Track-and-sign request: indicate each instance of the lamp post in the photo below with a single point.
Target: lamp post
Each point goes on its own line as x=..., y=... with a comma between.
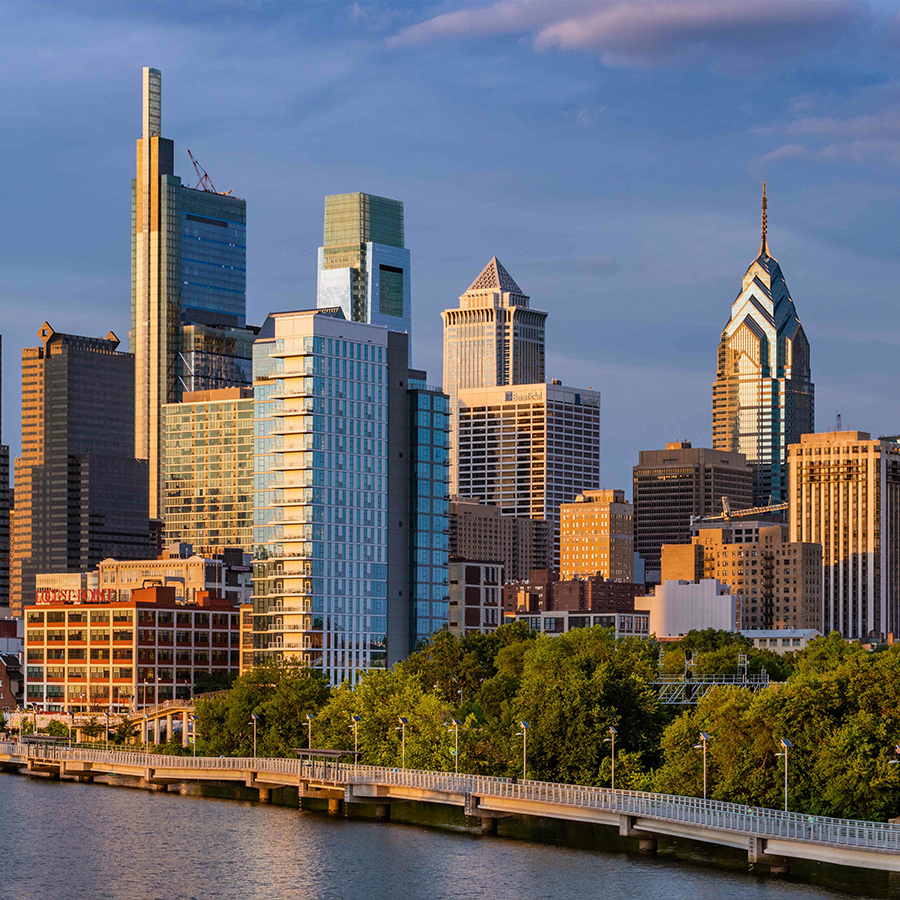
x=704, y=737
x=455, y=723
x=403, y=723
x=355, y=726
x=524, y=735
x=786, y=745
x=611, y=740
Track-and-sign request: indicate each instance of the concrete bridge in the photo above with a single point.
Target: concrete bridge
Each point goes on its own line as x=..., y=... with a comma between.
x=770, y=837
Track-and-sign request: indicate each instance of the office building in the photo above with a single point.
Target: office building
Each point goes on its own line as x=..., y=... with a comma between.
x=478, y=531
x=81, y=494
x=335, y=540
x=596, y=536
x=363, y=267
x=529, y=449
x=763, y=396
x=189, y=262
x=845, y=495
x=120, y=657
x=777, y=582
x=677, y=607
x=675, y=484
x=429, y=427
x=475, y=601
x=208, y=470
x=5, y=503
x=494, y=338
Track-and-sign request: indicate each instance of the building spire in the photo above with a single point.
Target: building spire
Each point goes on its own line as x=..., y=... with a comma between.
x=764, y=242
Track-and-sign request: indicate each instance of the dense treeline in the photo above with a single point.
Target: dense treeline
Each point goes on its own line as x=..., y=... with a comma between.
x=837, y=703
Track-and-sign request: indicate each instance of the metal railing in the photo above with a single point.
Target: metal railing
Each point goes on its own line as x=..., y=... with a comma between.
x=709, y=814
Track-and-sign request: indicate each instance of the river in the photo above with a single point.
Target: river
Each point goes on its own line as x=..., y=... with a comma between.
x=67, y=841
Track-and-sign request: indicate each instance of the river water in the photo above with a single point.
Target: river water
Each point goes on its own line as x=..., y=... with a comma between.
x=66, y=841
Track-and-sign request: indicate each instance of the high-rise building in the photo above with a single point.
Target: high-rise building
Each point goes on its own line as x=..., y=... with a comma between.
x=845, y=495
x=4, y=507
x=596, y=536
x=528, y=449
x=363, y=266
x=208, y=470
x=777, y=582
x=763, y=396
x=672, y=485
x=494, y=338
x=81, y=494
x=188, y=265
x=478, y=531
x=341, y=520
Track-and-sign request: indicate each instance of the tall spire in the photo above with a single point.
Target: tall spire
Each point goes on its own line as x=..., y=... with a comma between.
x=764, y=242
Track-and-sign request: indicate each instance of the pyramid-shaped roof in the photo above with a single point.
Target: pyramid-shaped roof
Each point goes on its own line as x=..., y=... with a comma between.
x=494, y=277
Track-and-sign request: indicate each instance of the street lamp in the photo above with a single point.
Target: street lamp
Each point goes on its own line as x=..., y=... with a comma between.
x=454, y=724
x=786, y=745
x=254, y=718
x=355, y=726
x=612, y=741
x=704, y=737
x=524, y=735
x=403, y=723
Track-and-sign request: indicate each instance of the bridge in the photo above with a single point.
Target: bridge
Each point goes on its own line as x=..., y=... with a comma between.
x=769, y=837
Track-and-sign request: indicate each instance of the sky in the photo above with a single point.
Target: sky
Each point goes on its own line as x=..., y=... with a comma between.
x=610, y=154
┄┄┄┄┄┄
◆ **WORK TO DO**: Update the data above by replacing every "single point" with "single dot" and changing nothing else. Leave the pictures out of your copy.

◆ **SOLUTION TO THIS PROBLEM**:
Track-and-sign request: indicate each instance of the lamp post in the photo below with a single dot.
Target: lamp post
Each point goes on its own line as x=..., y=... with a comma between.
x=704, y=737
x=455, y=723
x=403, y=723
x=355, y=726
x=524, y=735
x=786, y=745
x=611, y=740
Track-and-sign request: indicate each instance of the concrete bridge in the photo above with a single dot.
Target: concrete bridge
Each point goes on its own line as x=..., y=... with a comma between.
x=770, y=837
Track-and-sign request: indicate each instance of the office building in the photo above with a single dot.
Target: office building
Each point goes on its own line as x=..., y=... with a comma between.
x=478, y=531
x=81, y=494
x=335, y=540
x=596, y=536
x=363, y=267
x=529, y=449
x=763, y=396
x=189, y=262
x=845, y=495
x=120, y=657
x=777, y=582
x=677, y=607
x=675, y=484
x=429, y=427
x=475, y=601
x=208, y=470
x=5, y=503
x=494, y=338
Track-and-sign request: indicate each instance of the building spire in the photo above with a single dot.
Target: building spire
Each point goes on its own line as x=..., y=... with a comma between.
x=764, y=242
Track-and-sign request: indicate each instance of the dense treeline in the photo above with a single dot.
Target: dense treeline
Each point goes on its own line as x=..., y=... with a comma between.
x=837, y=703
Track-and-sign request: indicate each instance of the metal railing in the photo above with a single dot.
Target: metal railing
Each point goes on its own line as x=..., y=... with a comma between.
x=709, y=814
Track-and-sign request: indicate each instance of the river in the photo above with a single dot.
Target: river
Each point goes on its own line as x=..., y=... with a comma between.
x=67, y=841
Track-and-sign request: indicate each instance of the river water in the photo above with a single dot.
Target: river water
Each point goes on its own line as x=..., y=... with a comma between.
x=66, y=841
Track-and-sign request: indicate each instance of the high-rise building in the photo above with a single dot.
Target: high-rise building
Each point goes on its own line as x=..., y=... with a comma between.
x=845, y=495
x=4, y=507
x=596, y=536
x=528, y=449
x=363, y=266
x=208, y=470
x=777, y=582
x=763, y=396
x=672, y=485
x=494, y=338
x=81, y=494
x=188, y=265
x=478, y=531
x=341, y=520
Track-and-sign request: indicate each instance of the tall spire in the photo above with a single dot.
Target: tall spire
Each point goes on its own line as x=..., y=... with a comma between.
x=764, y=242
Track-and-sign request: indicate each instance of the pyramid-shaped roof in the photo above with a single dot.
Target: pyramid-shaped roof
Each point goes on its own line as x=..., y=... with a comma between.
x=494, y=277
Track-and-sign request: indicate each instance of the street lamp in the photo above with a single dot.
Target: street lamp
Each point goes on its own line as x=..., y=... with a comma between.
x=454, y=724
x=786, y=745
x=254, y=718
x=355, y=726
x=612, y=741
x=704, y=737
x=524, y=735
x=403, y=723
Track-and-sign request: indicate each instance of the bridge in the photo above with a single dot.
Target: bridge
Each point goes on its own line as x=..., y=... with a comma between.
x=769, y=837
Track-and-sign request: indicate each instance of the sky in the photo above with a single dot.
Target: sky
Each point goes on its own line as x=..., y=... with a comma between.
x=610, y=154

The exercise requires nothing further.